Locate each line in the rows below that contains the word "bird", and copy those lines out.

Dataset records:

____________________

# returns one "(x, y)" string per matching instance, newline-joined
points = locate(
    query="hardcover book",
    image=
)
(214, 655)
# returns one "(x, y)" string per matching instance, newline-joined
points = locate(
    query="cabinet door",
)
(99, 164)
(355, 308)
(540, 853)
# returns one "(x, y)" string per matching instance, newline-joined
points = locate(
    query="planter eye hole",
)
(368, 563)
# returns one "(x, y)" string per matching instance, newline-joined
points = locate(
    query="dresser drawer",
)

____________________

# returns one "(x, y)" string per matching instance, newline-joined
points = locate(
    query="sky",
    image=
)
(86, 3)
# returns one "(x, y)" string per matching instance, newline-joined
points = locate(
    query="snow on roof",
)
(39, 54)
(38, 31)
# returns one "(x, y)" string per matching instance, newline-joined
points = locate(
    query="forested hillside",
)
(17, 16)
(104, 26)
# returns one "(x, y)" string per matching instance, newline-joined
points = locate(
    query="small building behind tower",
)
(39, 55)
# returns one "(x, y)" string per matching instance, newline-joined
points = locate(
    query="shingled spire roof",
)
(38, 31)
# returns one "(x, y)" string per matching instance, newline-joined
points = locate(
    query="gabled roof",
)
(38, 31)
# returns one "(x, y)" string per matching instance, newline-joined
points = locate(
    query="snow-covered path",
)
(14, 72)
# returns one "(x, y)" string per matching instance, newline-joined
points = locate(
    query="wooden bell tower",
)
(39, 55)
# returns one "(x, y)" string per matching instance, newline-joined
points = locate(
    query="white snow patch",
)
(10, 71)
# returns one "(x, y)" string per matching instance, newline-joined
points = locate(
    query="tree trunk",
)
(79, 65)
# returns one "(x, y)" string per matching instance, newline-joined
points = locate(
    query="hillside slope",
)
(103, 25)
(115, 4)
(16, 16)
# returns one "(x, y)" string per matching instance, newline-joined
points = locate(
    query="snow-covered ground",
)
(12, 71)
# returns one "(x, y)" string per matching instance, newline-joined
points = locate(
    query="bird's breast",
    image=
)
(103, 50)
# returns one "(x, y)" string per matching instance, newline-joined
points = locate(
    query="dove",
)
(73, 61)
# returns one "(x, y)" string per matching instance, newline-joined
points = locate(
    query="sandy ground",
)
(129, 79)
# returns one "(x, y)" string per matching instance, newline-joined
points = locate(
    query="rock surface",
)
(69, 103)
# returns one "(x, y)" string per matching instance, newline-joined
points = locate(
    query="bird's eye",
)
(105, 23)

____________________

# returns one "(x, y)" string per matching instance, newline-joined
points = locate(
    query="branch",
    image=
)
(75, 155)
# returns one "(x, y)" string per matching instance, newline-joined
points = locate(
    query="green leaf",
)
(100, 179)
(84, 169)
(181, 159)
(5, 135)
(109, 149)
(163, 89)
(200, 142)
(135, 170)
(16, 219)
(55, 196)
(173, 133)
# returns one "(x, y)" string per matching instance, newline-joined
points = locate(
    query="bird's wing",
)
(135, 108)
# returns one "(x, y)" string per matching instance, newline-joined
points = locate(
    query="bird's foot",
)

____________________

- [Solution for this exercise]:
    query="bird's breast",
    query="bird's eye",
    query="bird's wing",
    query="bird's foot",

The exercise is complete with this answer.